▶

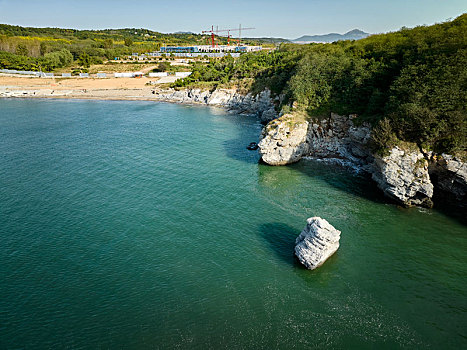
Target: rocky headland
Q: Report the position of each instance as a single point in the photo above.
(260, 105)
(405, 174)
(316, 243)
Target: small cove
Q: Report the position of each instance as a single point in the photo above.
(141, 224)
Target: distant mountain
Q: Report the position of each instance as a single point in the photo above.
(355, 34)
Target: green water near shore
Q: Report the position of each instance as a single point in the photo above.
(148, 225)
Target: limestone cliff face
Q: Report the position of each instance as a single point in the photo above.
(403, 176)
(284, 140)
(316, 243)
(260, 105)
(449, 175)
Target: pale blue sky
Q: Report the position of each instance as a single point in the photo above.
(285, 18)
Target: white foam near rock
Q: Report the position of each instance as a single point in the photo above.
(316, 243)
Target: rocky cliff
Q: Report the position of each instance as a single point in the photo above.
(260, 105)
(284, 140)
(405, 174)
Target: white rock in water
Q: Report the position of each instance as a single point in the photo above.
(317, 242)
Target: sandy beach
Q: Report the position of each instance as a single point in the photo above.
(91, 88)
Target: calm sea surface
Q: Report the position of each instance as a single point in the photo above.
(147, 225)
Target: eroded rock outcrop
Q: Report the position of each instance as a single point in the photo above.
(449, 175)
(260, 105)
(316, 243)
(284, 140)
(403, 176)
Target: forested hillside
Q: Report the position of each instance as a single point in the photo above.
(26, 48)
(410, 84)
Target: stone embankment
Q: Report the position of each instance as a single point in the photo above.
(316, 243)
(260, 105)
(406, 175)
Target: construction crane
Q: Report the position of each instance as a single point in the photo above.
(215, 32)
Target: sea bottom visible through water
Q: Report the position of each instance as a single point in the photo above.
(148, 225)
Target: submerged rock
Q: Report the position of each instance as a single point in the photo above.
(316, 243)
(283, 141)
(449, 175)
(403, 176)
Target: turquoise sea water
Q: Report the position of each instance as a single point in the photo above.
(140, 225)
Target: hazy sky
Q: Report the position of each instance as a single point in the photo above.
(285, 18)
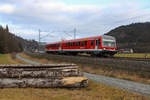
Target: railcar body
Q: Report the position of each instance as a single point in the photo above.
(100, 45)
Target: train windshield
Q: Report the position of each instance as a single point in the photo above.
(109, 42)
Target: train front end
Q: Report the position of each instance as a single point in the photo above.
(109, 47)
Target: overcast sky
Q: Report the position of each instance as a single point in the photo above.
(58, 18)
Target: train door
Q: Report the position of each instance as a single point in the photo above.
(60, 47)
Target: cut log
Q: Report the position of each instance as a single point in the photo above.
(41, 76)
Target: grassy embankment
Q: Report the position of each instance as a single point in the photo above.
(134, 55)
(93, 92)
(102, 69)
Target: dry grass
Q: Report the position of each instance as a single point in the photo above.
(116, 74)
(134, 55)
(93, 92)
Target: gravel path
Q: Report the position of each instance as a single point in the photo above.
(136, 87)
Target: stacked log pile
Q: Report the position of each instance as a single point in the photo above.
(41, 76)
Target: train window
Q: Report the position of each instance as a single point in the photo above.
(85, 43)
(74, 43)
(71, 43)
(92, 42)
(99, 42)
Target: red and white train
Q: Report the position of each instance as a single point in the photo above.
(100, 45)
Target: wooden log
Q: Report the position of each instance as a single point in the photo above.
(41, 76)
(42, 83)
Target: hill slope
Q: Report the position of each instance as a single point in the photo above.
(135, 36)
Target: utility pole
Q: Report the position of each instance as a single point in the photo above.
(39, 40)
(75, 33)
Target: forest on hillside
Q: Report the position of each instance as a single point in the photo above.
(135, 36)
(11, 43)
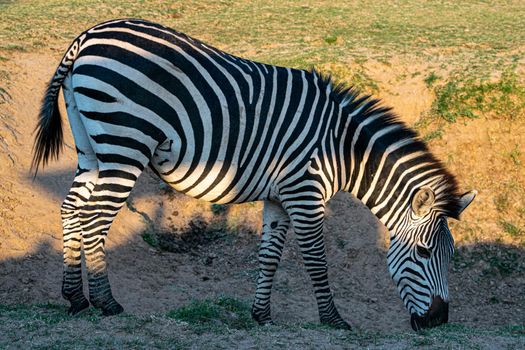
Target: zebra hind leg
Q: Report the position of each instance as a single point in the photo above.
(113, 186)
(275, 226)
(83, 184)
(307, 219)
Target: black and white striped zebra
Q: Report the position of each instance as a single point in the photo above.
(229, 130)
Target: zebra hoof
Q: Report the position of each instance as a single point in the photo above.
(112, 309)
(78, 307)
(262, 317)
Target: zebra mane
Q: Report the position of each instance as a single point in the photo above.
(351, 99)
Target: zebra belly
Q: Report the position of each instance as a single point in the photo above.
(198, 179)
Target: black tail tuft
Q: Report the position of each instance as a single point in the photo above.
(49, 135)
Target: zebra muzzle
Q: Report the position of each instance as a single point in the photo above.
(436, 315)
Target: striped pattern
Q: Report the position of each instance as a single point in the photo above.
(229, 130)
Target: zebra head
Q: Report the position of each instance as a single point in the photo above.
(421, 248)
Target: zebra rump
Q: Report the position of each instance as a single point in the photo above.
(229, 130)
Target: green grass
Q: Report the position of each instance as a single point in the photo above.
(221, 322)
(215, 315)
(465, 97)
(511, 229)
(431, 79)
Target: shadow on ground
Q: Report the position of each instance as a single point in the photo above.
(486, 280)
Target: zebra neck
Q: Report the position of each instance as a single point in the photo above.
(385, 163)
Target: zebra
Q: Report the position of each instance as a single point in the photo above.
(229, 130)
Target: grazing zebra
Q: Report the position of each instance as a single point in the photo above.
(229, 130)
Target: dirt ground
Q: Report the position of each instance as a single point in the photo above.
(148, 280)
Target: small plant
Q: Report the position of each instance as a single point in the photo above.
(515, 154)
(436, 134)
(150, 238)
(215, 314)
(218, 209)
(465, 97)
(330, 39)
(501, 201)
(511, 229)
(431, 79)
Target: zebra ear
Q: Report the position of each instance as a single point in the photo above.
(465, 199)
(422, 201)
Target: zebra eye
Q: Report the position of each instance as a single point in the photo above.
(423, 252)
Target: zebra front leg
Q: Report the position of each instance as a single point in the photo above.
(275, 225)
(307, 218)
(72, 276)
(109, 195)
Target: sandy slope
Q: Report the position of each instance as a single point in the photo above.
(147, 280)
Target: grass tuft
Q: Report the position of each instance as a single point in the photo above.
(215, 315)
(463, 97)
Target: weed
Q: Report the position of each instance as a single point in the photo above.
(330, 39)
(515, 154)
(466, 97)
(13, 47)
(218, 209)
(511, 229)
(501, 201)
(216, 314)
(150, 238)
(431, 79)
(436, 134)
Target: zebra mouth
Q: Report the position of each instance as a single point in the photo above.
(437, 314)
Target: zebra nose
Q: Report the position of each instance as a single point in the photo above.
(437, 314)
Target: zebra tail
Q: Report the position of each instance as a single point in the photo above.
(49, 135)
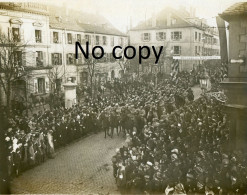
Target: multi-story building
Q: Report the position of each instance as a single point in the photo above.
(49, 35)
(180, 32)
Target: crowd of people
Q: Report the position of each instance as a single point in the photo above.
(184, 152)
(31, 140)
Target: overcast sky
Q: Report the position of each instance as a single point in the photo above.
(119, 12)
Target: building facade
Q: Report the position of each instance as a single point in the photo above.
(181, 34)
(49, 37)
(235, 86)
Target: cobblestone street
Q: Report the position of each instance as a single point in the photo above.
(82, 167)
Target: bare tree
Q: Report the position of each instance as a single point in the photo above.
(12, 65)
(91, 66)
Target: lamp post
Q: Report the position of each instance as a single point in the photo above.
(204, 80)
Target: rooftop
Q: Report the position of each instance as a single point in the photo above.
(80, 21)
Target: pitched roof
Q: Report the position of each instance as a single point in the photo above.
(162, 15)
(238, 9)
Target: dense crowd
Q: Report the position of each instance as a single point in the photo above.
(31, 140)
(184, 152)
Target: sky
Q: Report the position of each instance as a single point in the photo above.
(120, 12)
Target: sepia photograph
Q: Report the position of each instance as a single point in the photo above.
(134, 97)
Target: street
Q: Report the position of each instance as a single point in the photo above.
(82, 167)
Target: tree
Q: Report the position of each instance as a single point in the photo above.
(12, 64)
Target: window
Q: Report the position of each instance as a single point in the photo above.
(104, 40)
(80, 59)
(56, 59)
(70, 58)
(160, 36)
(69, 38)
(195, 36)
(55, 37)
(73, 79)
(58, 84)
(215, 41)
(38, 36)
(97, 40)
(177, 50)
(112, 41)
(78, 38)
(17, 58)
(120, 41)
(16, 34)
(146, 36)
(176, 35)
(88, 39)
(41, 85)
(39, 58)
(84, 78)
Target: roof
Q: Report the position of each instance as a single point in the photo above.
(80, 21)
(238, 9)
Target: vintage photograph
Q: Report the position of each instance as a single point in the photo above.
(123, 97)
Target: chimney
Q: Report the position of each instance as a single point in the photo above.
(153, 20)
(169, 19)
(66, 8)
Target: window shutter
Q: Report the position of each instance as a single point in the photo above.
(74, 60)
(23, 58)
(60, 37)
(32, 58)
(80, 59)
(10, 33)
(51, 37)
(22, 35)
(52, 58)
(47, 85)
(44, 59)
(73, 38)
(43, 37)
(60, 59)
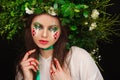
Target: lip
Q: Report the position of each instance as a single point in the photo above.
(43, 42)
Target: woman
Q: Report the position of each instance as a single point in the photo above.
(46, 54)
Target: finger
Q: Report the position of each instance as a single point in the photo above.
(32, 68)
(57, 64)
(27, 54)
(34, 64)
(29, 62)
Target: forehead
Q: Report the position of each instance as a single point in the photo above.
(46, 19)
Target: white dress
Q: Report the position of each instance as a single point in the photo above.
(81, 66)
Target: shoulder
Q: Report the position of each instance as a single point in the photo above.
(80, 52)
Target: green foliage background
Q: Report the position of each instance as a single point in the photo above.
(12, 18)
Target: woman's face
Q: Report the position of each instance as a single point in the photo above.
(45, 30)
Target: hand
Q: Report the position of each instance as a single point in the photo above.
(28, 64)
(57, 73)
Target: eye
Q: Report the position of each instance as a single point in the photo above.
(38, 26)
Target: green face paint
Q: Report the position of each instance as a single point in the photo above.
(54, 28)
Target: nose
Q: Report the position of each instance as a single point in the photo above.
(45, 33)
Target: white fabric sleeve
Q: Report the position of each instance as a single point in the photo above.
(82, 65)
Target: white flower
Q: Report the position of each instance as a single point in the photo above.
(95, 14)
(86, 23)
(51, 11)
(28, 11)
(93, 26)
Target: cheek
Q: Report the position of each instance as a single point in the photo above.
(34, 31)
(56, 35)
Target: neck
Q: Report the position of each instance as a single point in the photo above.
(46, 53)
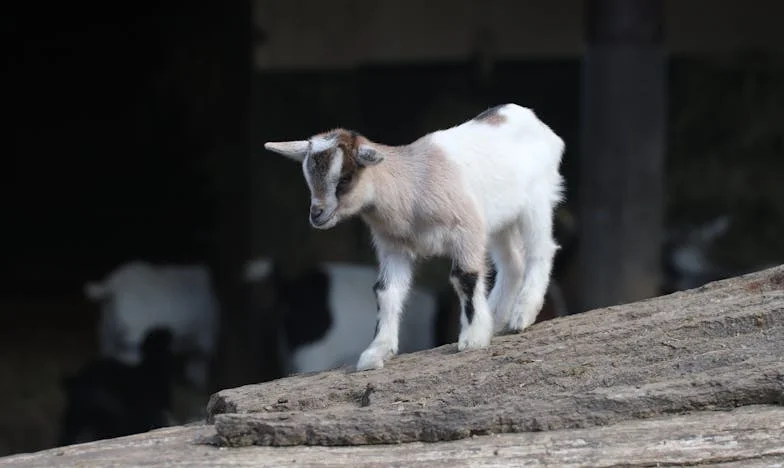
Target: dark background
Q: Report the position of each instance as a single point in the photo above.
(136, 130)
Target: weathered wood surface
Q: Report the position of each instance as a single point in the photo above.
(714, 348)
(745, 437)
(694, 378)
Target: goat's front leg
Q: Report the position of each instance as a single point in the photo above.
(392, 288)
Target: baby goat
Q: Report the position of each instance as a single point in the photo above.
(489, 184)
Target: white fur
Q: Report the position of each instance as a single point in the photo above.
(138, 296)
(495, 192)
(512, 172)
(353, 303)
(509, 172)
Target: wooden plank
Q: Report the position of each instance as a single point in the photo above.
(745, 437)
(716, 347)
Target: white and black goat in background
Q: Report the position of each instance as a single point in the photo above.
(488, 185)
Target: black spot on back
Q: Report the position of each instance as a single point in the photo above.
(488, 113)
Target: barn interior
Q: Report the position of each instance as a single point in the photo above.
(137, 134)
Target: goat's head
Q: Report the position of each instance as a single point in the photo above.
(333, 164)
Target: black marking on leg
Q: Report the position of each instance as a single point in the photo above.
(467, 282)
(378, 286)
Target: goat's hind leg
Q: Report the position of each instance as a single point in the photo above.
(476, 322)
(536, 226)
(506, 249)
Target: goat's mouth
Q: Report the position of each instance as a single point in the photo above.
(325, 222)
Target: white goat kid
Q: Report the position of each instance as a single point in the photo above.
(489, 184)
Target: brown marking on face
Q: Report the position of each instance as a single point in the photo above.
(348, 141)
(318, 167)
(491, 116)
(319, 163)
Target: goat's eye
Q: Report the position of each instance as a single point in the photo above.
(343, 183)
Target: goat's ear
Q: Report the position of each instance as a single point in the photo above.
(295, 150)
(368, 156)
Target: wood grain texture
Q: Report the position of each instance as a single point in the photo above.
(714, 348)
(745, 437)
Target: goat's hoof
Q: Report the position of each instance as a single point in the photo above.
(372, 358)
(473, 339)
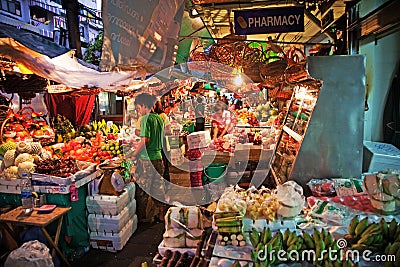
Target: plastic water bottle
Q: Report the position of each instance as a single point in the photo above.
(26, 193)
(73, 190)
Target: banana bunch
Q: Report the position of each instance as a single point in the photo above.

◀

> _CHALLENGE_: Reproduce exactly, and only, the lines from the one containing "Target: goat's front leg" through the last line of the records above, both included, leaving out any pictures.

> _RESULT FOR THIS TASK_:
Target: goat's front leg
Q: Report the position of each instance as a single point in the photo above.
(392, 288)
Target: baby goat
Q: Report the position of each instance as a single point in the photo above.
(489, 184)
Target: white fur
Q: Report the position of each instance as a single point in the photo above.
(138, 296)
(495, 192)
(512, 172)
(353, 303)
(509, 172)
Target: wooden plank
Q: Report the position of each instance as a single point in the photo above.
(745, 437)
(716, 347)
Target: white and black goat in background
Q: Report the position of each instance as a single point in the photo above.
(488, 185)
Target: black spot on back
Q: Report the position of each instance as a single point in the photo above.
(488, 113)
Target: barn interior
Q: Report the position of each instance as a single point in the photo above.
(137, 134)
Target: goat's head
Q: Report the position of each instance as a single point in the photo above.
(333, 164)
Target: black marking on leg
Q: Report the position of each instance as a single point in the photo above.
(467, 282)
(378, 286)
Target: goat's hind leg
Q: Report the position of each instance as a single point in the photo above.
(476, 322)
(536, 226)
(506, 249)
Target: goat's mouth
Q: Report the position of each instance as a single point in the photo above.
(325, 222)
Target: white goat kid
Q: Report the position of each instance as a single point in the photo above.
(489, 184)
Target: brown marking on face
Q: Report the position of each instance as a single point in the photo above.
(348, 141)
(318, 167)
(491, 116)
(319, 163)
Target: goat's eye
Q: Report the position of each instance as a single point in the photo above.
(343, 183)
Target: goat's ear
Q: Report the position of each instance as a single point in the photo above.
(295, 150)
(368, 156)
Target: wood grain texture
Q: Report the position of each instance as a single point in the photo above.
(714, 348)
(745, 437)
Target: goat's hoof
Q: Report the position of each instance as a single point in the photo above.
(372, 358)
(473, 339)
Target: plastic water bottle
Q: Report the position of each instance as a single point in the photo above.
(26, 193)
(73, 190)
Target: banana bunch
Q: Report the position of each instance as a single point in the photo above.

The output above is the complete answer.